> **TASK REQUIREMENTS**:
Check each line of the listing below for the string "shoulder", and copy the ones that have it.
AVAILABLE RECORDS START
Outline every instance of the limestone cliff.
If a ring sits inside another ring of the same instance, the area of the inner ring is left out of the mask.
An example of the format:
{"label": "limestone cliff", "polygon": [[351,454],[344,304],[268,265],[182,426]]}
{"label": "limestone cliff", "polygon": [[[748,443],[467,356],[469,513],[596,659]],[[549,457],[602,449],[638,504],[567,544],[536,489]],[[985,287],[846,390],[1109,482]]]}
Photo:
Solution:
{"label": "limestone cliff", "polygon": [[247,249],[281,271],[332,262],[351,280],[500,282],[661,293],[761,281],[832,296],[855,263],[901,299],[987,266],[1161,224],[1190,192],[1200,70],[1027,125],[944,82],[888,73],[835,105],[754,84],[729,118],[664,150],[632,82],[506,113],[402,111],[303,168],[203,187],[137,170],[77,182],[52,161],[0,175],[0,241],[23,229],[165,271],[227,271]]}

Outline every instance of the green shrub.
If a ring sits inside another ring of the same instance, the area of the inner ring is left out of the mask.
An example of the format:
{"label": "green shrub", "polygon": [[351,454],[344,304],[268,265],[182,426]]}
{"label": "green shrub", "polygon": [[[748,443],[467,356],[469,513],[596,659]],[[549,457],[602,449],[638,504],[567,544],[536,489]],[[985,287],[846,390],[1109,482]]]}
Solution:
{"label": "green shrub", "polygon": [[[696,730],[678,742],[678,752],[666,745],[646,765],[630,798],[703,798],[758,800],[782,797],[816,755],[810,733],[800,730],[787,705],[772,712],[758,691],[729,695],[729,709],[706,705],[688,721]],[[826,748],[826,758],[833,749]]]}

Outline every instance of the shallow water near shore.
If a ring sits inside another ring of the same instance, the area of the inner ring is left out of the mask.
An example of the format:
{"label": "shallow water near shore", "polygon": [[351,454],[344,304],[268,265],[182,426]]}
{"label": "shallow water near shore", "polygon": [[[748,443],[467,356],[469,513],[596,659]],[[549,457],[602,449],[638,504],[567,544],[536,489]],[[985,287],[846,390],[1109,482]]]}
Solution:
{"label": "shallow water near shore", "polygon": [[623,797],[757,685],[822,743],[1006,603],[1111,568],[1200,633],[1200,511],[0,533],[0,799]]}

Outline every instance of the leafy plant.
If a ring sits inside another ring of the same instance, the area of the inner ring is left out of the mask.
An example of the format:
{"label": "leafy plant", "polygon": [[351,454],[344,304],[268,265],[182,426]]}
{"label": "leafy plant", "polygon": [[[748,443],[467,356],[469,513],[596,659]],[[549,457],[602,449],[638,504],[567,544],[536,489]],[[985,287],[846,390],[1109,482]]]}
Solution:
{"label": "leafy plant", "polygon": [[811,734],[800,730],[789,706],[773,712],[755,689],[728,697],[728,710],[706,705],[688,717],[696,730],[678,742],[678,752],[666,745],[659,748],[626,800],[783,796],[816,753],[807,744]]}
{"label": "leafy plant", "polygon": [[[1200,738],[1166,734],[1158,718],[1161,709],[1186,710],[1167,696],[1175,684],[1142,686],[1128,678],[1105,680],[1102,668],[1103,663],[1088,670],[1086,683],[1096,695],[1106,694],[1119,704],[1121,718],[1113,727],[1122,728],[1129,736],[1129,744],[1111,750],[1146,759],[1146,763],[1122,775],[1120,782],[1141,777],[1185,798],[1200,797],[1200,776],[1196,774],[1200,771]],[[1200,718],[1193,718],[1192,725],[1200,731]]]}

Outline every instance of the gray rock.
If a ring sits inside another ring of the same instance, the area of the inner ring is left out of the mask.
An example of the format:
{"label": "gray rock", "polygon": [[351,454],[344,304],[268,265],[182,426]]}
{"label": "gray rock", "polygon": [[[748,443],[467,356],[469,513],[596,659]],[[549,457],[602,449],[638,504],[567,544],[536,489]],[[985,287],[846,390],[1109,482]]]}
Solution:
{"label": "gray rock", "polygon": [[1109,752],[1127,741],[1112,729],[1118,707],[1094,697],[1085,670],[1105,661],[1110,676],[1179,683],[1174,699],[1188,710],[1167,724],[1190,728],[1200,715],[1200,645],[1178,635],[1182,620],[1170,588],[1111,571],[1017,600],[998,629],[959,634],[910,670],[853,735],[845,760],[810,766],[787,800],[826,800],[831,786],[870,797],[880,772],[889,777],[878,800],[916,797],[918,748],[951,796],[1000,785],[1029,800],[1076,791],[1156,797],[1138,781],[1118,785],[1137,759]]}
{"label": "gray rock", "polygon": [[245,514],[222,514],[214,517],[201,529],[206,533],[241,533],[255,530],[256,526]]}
AVAILABLE RECORDS END
AVAILABLE RECORDS START
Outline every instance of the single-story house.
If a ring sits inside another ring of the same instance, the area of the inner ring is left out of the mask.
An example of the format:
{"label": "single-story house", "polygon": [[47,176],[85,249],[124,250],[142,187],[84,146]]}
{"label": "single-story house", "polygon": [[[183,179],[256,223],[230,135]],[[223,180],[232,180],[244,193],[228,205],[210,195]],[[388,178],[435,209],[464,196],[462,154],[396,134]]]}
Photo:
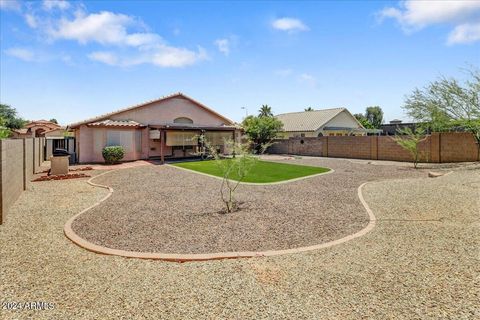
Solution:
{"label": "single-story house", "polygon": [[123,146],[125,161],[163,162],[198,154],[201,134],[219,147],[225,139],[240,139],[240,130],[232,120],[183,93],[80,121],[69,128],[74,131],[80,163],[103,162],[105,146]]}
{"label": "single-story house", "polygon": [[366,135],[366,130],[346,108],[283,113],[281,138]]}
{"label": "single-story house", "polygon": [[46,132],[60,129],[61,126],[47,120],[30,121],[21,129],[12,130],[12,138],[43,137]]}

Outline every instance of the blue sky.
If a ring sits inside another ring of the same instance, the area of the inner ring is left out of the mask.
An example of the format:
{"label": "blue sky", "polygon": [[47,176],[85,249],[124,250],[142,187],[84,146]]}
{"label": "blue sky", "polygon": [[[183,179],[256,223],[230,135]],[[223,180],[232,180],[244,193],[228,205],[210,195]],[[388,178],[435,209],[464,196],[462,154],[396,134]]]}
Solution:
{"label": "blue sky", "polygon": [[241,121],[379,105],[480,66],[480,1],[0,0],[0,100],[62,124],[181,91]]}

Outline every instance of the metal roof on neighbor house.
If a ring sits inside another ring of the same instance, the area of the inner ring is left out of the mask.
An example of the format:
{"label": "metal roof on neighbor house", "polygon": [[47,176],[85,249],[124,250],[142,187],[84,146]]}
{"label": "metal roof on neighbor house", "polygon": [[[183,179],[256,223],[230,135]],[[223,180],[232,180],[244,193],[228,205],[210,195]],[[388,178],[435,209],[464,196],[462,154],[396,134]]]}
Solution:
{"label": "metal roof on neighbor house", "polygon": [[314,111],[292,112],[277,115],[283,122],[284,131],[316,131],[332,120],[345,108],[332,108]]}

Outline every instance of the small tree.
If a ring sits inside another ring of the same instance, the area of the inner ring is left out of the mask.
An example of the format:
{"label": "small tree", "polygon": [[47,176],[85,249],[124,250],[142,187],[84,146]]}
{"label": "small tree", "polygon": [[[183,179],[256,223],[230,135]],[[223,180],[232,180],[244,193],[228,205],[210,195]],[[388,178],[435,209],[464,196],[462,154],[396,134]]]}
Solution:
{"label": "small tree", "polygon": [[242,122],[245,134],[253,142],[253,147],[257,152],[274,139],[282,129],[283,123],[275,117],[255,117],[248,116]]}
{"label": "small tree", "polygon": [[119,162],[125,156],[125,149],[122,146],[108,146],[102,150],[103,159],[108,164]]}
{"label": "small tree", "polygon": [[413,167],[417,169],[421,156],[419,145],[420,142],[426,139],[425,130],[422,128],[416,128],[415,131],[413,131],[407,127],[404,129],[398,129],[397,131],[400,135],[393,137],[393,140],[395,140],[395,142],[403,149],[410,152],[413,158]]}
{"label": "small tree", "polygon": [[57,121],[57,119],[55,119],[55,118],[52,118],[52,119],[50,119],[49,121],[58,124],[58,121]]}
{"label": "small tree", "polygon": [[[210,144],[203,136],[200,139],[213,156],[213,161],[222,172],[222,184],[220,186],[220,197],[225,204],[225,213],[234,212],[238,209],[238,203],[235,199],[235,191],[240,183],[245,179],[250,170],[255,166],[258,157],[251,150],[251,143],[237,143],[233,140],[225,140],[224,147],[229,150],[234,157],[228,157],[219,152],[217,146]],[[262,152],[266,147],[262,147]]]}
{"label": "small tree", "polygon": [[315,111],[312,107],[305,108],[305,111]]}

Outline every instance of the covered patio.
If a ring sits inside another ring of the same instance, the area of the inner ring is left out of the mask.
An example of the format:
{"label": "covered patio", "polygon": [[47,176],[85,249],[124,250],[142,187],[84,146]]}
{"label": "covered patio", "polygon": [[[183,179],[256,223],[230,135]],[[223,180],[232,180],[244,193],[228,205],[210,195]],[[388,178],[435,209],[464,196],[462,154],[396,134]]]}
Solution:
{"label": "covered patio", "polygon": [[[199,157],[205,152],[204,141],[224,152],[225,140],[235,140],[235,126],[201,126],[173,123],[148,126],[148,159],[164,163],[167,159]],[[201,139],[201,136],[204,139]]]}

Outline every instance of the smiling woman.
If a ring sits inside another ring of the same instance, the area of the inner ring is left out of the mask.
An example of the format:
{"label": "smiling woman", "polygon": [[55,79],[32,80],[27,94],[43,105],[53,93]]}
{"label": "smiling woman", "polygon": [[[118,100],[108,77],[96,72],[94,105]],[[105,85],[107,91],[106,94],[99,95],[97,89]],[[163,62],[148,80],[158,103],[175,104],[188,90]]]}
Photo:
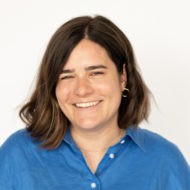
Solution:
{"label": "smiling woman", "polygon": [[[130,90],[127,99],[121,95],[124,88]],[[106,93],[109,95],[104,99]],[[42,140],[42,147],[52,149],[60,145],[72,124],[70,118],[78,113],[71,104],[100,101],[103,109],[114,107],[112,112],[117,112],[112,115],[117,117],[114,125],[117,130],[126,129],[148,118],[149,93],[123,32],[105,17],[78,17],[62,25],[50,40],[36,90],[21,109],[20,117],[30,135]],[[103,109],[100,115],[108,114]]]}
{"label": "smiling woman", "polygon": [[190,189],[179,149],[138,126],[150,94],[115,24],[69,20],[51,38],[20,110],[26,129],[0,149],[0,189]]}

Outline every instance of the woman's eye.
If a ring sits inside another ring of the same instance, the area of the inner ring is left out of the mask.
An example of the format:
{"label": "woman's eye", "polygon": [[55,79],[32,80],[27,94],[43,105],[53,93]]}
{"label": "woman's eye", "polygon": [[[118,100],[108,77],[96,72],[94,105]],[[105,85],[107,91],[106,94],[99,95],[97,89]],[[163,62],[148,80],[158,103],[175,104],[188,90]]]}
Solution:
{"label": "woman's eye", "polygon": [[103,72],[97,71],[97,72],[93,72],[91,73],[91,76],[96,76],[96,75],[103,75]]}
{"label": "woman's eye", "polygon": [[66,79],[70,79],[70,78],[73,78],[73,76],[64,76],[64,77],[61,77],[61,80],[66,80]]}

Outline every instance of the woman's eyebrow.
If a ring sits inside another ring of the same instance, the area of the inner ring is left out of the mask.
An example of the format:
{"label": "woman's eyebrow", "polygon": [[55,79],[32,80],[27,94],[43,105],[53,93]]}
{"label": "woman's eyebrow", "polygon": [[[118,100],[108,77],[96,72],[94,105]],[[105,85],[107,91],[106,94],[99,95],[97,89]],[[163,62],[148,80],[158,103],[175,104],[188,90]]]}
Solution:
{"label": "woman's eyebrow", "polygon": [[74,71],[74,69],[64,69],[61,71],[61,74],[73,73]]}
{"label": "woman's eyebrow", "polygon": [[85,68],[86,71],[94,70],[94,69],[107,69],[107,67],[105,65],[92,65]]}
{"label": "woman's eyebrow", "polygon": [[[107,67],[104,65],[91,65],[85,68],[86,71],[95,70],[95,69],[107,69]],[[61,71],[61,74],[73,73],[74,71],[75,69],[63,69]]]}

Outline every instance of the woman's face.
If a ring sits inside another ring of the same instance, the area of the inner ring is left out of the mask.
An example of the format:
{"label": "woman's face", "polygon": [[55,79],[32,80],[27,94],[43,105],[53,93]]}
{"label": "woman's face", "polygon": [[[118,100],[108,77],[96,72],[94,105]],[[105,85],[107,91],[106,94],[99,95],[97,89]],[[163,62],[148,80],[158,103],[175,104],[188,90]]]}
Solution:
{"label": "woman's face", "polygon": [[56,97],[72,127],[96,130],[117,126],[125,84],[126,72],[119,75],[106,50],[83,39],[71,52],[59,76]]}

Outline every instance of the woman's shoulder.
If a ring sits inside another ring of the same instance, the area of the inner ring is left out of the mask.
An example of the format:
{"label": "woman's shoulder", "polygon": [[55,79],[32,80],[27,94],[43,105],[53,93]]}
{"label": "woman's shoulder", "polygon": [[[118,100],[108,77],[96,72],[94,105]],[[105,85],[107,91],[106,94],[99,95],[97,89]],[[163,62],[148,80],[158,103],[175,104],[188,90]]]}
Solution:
AVAILABLE RECORDS END
> **EXERCISE RESULT**:
Outline every instance of the woman's shoulder.
{"label": "woman's shoulder", "polygon": [[55,79],[32,80],[27,94],[43,105],[53,93]]}
{"label": "woman's shoulder", "polygon": [[[118,100],[108,77],[96,72],[94,105]],[[105,85],[107,91],[106,94],[99,95],[97,89]],[[163,62],[148,80],[158,103],[175,104],[188,90]]]}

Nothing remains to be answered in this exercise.